• WORK REQUIRED:
Repeat the entries below exactly. Begin with the first line and end with the line that contains "column 325, row 460".

[Extracted records]
══════════════════════════════

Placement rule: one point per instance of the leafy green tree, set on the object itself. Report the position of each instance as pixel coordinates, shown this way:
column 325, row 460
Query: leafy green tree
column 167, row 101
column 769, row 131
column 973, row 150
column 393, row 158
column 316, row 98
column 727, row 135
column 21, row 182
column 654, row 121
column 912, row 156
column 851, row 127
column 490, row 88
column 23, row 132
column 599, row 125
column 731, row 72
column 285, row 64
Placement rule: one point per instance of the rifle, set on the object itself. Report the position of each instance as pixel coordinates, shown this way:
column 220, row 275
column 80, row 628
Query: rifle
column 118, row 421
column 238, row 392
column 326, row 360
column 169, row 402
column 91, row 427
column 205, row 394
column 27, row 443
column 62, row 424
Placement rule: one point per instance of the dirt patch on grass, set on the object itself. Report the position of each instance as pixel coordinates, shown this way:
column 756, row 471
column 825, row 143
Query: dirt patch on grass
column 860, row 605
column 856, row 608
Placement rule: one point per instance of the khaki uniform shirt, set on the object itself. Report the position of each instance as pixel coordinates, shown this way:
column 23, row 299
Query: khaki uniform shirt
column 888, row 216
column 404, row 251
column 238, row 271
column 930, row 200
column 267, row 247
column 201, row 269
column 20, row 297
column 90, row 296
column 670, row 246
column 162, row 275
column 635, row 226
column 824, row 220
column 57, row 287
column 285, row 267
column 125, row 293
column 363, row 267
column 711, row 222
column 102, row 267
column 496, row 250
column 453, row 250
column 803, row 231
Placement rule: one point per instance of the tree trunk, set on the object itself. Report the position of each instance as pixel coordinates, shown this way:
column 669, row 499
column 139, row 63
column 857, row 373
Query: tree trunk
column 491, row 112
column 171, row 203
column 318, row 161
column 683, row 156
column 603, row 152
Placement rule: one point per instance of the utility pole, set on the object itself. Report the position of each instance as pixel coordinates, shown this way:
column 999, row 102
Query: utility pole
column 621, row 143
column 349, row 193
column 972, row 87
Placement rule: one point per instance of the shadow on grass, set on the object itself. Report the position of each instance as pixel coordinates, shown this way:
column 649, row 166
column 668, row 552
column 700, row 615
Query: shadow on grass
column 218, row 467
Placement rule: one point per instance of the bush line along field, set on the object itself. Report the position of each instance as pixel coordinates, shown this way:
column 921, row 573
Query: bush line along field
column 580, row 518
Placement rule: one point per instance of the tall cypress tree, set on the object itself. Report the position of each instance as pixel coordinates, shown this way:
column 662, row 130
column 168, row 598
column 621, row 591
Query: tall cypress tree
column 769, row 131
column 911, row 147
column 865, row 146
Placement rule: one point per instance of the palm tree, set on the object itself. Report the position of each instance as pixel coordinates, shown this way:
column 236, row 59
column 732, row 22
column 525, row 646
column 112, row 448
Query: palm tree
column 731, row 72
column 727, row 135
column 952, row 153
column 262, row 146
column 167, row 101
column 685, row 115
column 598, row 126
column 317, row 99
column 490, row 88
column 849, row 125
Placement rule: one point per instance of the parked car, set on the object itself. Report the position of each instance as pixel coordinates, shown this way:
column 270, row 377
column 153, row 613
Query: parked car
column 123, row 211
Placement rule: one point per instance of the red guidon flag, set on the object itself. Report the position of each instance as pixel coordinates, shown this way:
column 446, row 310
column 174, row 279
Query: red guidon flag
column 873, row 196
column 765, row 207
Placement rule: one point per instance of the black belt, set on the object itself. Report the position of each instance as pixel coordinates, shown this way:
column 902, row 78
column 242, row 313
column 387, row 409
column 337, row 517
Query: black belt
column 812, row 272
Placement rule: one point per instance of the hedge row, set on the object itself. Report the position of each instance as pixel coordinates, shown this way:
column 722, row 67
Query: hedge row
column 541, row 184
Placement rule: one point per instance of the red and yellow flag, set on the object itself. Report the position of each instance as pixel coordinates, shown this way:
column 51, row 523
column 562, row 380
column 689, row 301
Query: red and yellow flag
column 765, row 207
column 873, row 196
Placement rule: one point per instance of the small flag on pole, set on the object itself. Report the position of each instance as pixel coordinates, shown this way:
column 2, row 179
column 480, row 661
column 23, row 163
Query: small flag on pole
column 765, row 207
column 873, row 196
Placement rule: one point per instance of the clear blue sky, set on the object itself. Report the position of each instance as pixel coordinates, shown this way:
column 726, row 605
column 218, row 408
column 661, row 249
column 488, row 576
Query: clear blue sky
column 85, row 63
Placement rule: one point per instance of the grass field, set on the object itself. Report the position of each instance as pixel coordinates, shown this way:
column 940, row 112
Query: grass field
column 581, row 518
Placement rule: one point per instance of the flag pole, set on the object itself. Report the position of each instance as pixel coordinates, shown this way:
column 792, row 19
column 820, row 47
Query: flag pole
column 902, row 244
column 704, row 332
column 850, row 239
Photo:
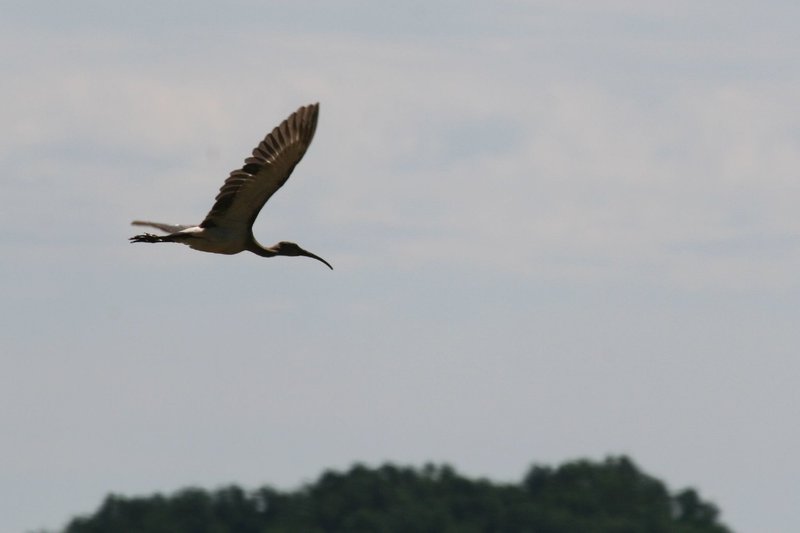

══════════════════════════════

• OUTPUT OF THE EXERCISE:
Placement rule: one point per instance of the leafy green tree, set on the object itself. Report the position of each instance as pixel coordinates, shown this way:
column 325, row 460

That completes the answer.